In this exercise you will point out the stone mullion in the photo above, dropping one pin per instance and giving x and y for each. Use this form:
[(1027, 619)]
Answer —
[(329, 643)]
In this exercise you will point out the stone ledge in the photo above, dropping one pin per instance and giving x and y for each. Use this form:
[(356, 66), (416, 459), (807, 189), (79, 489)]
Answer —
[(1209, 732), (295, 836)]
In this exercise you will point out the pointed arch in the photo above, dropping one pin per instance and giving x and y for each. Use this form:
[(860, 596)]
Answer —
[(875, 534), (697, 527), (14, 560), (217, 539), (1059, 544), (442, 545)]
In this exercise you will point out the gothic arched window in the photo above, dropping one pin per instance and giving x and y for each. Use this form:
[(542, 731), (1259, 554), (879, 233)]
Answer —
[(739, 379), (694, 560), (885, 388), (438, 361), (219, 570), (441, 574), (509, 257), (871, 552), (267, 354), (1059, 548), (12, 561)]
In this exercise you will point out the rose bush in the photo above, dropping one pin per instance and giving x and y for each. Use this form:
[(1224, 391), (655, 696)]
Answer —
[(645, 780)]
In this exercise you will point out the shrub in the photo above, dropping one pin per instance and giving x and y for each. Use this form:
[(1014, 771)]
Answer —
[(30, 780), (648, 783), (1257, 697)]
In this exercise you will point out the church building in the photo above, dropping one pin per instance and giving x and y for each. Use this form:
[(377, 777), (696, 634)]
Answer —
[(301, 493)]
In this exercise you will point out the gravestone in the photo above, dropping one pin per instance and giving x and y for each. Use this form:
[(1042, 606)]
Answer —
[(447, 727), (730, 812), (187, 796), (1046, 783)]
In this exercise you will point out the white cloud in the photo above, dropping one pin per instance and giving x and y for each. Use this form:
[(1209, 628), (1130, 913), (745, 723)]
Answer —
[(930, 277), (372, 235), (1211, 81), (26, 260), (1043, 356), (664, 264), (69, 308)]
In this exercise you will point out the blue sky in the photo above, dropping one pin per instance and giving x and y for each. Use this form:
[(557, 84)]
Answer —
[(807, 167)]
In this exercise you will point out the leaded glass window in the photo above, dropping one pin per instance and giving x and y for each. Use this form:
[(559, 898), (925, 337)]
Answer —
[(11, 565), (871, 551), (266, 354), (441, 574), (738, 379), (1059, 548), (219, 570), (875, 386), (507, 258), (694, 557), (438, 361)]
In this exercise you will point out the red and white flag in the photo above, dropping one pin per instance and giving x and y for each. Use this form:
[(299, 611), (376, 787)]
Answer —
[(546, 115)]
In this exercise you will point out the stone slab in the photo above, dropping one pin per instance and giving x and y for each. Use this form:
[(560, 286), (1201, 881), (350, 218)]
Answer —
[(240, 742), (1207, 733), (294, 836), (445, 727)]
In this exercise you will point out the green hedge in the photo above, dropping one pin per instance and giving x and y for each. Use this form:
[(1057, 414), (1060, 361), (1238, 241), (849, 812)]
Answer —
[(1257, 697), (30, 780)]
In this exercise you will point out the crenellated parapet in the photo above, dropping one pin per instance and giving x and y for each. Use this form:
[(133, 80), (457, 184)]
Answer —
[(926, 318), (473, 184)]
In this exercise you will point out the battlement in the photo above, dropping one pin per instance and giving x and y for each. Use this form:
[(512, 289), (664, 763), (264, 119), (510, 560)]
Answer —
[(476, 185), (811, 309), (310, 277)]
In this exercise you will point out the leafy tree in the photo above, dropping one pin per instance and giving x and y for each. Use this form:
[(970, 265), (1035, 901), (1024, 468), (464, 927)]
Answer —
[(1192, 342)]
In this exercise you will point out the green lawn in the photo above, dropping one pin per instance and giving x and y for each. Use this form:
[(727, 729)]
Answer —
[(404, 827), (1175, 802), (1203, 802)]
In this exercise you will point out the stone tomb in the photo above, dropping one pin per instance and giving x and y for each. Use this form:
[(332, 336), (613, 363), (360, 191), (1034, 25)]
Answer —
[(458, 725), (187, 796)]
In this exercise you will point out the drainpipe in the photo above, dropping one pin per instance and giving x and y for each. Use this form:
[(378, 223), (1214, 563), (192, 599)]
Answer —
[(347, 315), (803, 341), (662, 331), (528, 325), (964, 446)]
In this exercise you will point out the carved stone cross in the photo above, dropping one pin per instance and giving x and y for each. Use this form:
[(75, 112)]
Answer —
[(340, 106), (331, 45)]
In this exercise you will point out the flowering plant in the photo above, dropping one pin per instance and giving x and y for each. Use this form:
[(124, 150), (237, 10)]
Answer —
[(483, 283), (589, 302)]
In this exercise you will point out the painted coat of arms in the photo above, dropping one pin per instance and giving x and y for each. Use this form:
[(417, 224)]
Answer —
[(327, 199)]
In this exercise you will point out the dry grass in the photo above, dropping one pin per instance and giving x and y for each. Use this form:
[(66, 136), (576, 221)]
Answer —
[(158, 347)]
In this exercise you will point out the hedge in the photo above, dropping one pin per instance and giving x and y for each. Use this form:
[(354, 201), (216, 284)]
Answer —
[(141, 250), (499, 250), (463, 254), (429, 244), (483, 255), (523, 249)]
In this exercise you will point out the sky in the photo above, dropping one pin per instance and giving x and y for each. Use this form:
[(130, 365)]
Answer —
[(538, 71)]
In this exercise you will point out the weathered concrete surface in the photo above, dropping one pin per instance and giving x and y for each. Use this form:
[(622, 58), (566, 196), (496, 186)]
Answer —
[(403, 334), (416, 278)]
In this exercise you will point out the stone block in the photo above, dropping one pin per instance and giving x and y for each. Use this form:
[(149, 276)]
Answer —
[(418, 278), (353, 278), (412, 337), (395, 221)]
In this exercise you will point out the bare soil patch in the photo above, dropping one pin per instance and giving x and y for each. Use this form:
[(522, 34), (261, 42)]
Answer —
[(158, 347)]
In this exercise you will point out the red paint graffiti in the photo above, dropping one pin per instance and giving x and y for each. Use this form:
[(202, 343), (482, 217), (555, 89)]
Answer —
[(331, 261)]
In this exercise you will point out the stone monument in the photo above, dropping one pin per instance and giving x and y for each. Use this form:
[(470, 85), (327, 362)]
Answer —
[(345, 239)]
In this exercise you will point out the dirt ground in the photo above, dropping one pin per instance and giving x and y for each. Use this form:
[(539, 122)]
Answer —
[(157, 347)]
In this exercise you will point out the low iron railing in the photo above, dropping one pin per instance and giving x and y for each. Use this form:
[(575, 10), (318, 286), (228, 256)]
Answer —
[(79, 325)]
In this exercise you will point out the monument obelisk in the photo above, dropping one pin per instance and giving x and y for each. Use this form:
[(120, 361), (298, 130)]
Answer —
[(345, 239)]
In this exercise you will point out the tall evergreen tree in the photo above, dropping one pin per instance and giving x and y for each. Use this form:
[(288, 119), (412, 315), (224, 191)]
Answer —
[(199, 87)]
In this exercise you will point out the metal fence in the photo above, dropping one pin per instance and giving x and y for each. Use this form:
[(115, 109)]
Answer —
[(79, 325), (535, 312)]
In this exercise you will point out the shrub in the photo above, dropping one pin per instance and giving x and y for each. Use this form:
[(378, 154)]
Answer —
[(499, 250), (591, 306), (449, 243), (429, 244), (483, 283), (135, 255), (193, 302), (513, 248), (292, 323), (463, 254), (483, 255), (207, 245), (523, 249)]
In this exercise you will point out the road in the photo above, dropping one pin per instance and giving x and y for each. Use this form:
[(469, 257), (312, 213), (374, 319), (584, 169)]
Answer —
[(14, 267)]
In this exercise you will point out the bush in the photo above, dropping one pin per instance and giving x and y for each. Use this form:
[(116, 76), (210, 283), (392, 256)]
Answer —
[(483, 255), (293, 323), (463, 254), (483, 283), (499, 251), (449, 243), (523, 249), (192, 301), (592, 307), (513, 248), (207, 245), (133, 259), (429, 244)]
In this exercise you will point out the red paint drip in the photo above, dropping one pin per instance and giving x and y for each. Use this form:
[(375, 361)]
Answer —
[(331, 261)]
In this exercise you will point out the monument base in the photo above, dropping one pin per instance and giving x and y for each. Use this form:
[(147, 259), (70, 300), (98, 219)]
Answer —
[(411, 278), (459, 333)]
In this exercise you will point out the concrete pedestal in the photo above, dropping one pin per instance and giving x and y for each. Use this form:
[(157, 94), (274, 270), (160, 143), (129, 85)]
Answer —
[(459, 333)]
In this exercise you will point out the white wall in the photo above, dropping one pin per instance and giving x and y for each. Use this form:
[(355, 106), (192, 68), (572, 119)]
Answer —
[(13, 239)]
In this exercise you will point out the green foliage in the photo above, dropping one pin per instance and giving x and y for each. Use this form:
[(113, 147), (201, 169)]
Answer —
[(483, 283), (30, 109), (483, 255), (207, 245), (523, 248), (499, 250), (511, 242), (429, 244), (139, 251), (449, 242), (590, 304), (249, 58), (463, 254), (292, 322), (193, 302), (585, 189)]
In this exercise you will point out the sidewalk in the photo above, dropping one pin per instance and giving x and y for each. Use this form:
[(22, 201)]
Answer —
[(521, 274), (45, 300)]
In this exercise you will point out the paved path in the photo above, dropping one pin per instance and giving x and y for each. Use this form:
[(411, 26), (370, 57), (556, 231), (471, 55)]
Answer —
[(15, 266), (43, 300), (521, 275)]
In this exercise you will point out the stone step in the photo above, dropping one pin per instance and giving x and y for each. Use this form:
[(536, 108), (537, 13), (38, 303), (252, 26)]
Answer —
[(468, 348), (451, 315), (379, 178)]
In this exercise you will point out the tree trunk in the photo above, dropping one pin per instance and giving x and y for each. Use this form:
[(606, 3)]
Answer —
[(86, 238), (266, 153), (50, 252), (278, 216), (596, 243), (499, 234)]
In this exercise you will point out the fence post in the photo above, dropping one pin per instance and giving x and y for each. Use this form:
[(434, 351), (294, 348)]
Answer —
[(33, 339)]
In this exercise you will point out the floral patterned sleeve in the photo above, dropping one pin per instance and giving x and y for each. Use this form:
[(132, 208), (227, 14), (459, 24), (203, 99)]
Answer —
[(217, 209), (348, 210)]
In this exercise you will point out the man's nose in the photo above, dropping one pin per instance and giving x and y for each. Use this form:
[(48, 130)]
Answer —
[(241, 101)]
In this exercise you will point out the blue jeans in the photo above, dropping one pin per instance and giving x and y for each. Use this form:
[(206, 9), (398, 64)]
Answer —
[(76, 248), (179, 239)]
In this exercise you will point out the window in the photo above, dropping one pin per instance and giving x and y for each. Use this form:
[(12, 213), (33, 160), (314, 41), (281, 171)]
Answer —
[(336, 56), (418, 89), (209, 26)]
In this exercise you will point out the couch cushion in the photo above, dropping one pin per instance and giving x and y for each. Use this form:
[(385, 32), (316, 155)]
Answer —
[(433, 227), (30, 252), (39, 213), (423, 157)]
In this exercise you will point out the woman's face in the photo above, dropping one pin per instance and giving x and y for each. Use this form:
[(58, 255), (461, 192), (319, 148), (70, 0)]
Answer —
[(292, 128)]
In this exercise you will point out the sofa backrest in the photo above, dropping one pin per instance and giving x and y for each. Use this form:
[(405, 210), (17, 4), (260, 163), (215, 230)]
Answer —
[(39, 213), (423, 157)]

****************************************

### Short task
Update the listing lines from the one containing "In this exercise you will point out the couch" through the one containing "[(292, 128)]", inclusive, changing "couch cushion" to "sofa cushion" and leaving everything else as it is. Give back only those lines.

### Full answer
In this exercise you will point out the sofa cushion in the photo above, dropping one pin per instance and giving x and y for each. Use this form:
[(385, 32), (316, 155)]
Answer —
[(433, 227), (30, 252), (39, 213), (423, 157)]
In this exercise you will point out the woman's face in the photo above, dropping one pin per instance and giving x and y for each. Use this form:
[(58, 255), (461, 192), (319, 148), (70, 0)]
Answer —
[(292, 128)]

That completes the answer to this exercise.